*Excerpted data*.
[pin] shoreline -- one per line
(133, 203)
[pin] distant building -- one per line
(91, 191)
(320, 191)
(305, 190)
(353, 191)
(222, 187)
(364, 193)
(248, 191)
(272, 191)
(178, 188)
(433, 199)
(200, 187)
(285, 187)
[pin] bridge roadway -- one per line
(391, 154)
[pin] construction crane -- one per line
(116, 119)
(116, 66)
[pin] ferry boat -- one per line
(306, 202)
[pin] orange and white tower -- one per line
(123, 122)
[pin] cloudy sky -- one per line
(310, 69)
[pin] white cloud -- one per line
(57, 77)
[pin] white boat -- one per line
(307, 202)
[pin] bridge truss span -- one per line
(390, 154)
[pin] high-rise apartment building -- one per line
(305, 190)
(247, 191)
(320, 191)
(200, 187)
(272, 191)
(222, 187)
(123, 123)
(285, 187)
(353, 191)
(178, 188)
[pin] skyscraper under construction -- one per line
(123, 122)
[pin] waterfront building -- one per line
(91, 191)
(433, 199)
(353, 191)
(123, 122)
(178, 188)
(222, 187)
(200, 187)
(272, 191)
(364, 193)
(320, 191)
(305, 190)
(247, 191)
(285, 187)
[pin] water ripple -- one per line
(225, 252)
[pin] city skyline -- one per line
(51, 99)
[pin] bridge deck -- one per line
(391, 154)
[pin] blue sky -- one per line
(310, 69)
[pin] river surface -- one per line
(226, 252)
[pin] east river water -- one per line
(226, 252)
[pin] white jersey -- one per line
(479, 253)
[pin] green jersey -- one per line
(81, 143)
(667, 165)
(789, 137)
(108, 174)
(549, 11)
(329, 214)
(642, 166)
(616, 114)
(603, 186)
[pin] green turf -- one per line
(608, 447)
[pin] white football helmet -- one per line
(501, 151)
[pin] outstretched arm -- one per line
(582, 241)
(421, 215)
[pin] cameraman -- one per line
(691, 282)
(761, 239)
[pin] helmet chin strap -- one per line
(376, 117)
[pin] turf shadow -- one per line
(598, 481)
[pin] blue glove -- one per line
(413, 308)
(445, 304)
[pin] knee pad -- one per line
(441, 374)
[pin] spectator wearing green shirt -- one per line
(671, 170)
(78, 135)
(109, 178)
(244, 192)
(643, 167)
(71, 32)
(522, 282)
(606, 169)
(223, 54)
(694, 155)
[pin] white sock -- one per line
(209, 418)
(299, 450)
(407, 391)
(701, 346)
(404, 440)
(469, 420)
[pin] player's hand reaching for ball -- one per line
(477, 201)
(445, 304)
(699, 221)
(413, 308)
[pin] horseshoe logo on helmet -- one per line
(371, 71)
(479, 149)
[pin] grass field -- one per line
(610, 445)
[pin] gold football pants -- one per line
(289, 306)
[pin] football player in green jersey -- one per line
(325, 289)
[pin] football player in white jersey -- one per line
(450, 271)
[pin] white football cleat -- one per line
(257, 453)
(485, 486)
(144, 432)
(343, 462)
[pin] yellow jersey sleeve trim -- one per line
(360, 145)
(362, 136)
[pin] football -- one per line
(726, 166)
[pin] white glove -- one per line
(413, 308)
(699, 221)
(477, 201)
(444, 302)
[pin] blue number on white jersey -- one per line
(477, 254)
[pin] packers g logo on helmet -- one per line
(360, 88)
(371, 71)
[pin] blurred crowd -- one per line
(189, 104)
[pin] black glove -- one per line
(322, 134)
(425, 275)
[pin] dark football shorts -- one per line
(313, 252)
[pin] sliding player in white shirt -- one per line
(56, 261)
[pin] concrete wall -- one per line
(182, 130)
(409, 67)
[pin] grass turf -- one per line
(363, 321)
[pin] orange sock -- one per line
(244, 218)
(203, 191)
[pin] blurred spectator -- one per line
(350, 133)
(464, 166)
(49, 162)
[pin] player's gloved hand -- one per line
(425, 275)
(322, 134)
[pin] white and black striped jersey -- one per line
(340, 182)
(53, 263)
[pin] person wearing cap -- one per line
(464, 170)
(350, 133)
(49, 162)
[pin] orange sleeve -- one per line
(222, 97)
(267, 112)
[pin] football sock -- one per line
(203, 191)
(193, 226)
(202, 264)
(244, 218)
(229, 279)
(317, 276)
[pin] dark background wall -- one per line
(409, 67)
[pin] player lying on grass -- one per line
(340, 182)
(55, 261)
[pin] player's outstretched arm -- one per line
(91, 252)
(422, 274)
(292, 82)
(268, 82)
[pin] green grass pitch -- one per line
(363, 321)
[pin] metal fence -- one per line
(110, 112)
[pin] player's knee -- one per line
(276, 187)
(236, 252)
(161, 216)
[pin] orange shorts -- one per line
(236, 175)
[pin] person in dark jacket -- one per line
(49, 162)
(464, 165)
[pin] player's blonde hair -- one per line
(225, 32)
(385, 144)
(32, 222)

*Given problem*. Make an exact copy of the records.

*Exercise output*.
[pin] shoreline -- one per line
(133, 203)
[pin] distant building -- one per line
(91, 191)
(320, 191)
(305, 190)
(353, 191)
(222, 187)
(364, 193)
(248, 191)
(272, 191)
(178, 188)
(433, 199)
(200, 187)
(285, 187)
[pin] bridge roadway -- one per line
(391, 154)
[pin] construction crane -- one per line
(116, 119)
(116, 66)
[pin] ferry boat -- one per line
(306, 202)
[pin] orange and white tower -- one per line
(123, 122)
[pin] cloudy sky -- one per line
(310, 69)
[pin] white cloud -- one per line
(57, 77)
[pin] white boat -- one per line
(307, 202)
[pin] bridge truss span -- one per line
(390, 154)
[pin] high-rise apartment building -- one per line
(305, 190)
(247, 191)
(320, 191)
(200, 187)
(272, 191)
(222, 187)
(123, 123)
(285, 187)
(353, 191)
(178, 188)
[pin] skyscraper under construction -- one per line
(123, 122)
[pin] waterfront building -- one per line
(91, 191)
(433, 199)
(353, 191)
(123, 122)
(178, 188)
(222, 187)
(200, 187)
(272, 191)
(364, 193)
(320, 191)
(305, 190)
(247, 191)
(285, 187)
[pin] water ripple -- one per line
(225, 252)
[pin] city skyline -- one per line
(51, 99)
[pin] bridge deck -- one per line
(391, 154)
[pin] blue sky -- one per line
(310, 69)
[pin] river surface -- one per line
(226, 252)
[pin] east river water -- one per line
(226, 252)
[pin] white jersey -- one per line
(479, 253)
[pin] green jersey -- one per line
(81, 143)
(667, 165)
(789, 137)
(108, 174)
(549, 11)
(329, 214)
(642, 166)
(616, 114)
(603, 186)
[pin] green turf -- one per line
(608, 447)
[pin] white football helmet -- one per line
(501, 151)
[pin] outstretched arm -- one per line
(582, 241)
(421, 215)
[pin] cameraman -- one per line
(691, 282)
(761, 239)
[pin] helmet chin strap -- one per line
(376, 117)
[pin] turf shadow -- one per line
(598, 481)
[pin] blue glove -- one per line
(413, 308)
(445, 304)
[pin] knee pad -- one per line
(441, 374)
[pin] spectator wearing green shirt -- one per line
(671, 170)
(78, 135)
(109, 178)
(244, 192)
(643, 167)
(71, 32)
(522, 282)
(606, 169)
(223, 54)
(694, 155)
[pin] white sock -- one per line
(209, 418)
(299, 450)
(407, 391)
(701, 346)
(404, 440)
(469, 420)
[pin] player's hand reaching for ball -- one per line
(477, 201)
(445, 304)
(699, 221)
(413, 308)
[pin] horseshoe logo on helmet -- one per line
(371, 71)
(479, 149)
[pin] grass field -- one per line
(610, 445)
[pin] gold football pants -- one per line
(289, 306)
[pin] football player in green jersey -- one per line
(325, 289)
[pin] football player in white jersey -- one per line
(450, 271)
[pin] white football cleat -- one per line
(257, 453)
(485, 486)
(144, 432)
(343, 462)
[pin] yellow jersey sleeve trim -- one per line
(360, 145)
(362, 136)
[pin] football -- one per line
(726, 166)
[pin] white glove -- one per line
(413, 308)
(699, 221)
(477, 201)
(444, 302)
[pin] blue number on white jersey -- one per line
(477, 254)
[pin] packers g logo on helmet -- one per line
(360, 88)
(371, 71)
[pin] blurred crowd -- one per line
(189, 104)
[pin] black glove -- one per line
(322, 134)
(425, 275)
[pin] dark football shorts -- one per line
(313, 252)
[pin] sliding player in white shirt -- one per line
(56, 261)
[pin] concrete wall -- one per line
(182, 130)
(409, 67)
[pin] grass turf -- one per line
(363, 321)
[pin] orange sock -- one per line
(244, 218)
(203, 191)
[pin] blurred spectator -- one per line
(350, 133)
(464, 166)
(49, 162)
[pin] player's gloved hand -- one per line
(425, 275)
(322, 134)
[pin] white and black striped jersey -- one per line
(340, 182)
(53, 263)
[pin] person wearing cap -- one per line
(464, 170)
(350, 133)
(49, 162)
[pin] orange sleeve -- one per line
(222, 97)
(267, 112)
[pin] football sock -- one per line
(203, 191)
(193, 226)
(202, 264)
(244, 218)
(229, 279)
(317, 276)
[pin] dark background wall -- one per line
(409, 67)
[pin] player lying on grass -- one per line
(340, 182)
(55, 261)
[pin] player's outstretched arm -- one per line
(91, 252)
(422, 274)
(292, 82)
(268, 82)
[pin] green grass pitch -- one per line
(363, 321)
[pin] metal fence -- one per line
(110, 112)
[pin] player's knee -- one per line
(276, 187)
(236, 252)
(161, 216)
[pin] orange shorts -- one per line
(236, 175)
[pin] person in dark jacket -- one per line
(49, 162)
(464, 165)
[pin] player's blonde hair -- one per line
(225, 32)
(385, 144)
(32, 222)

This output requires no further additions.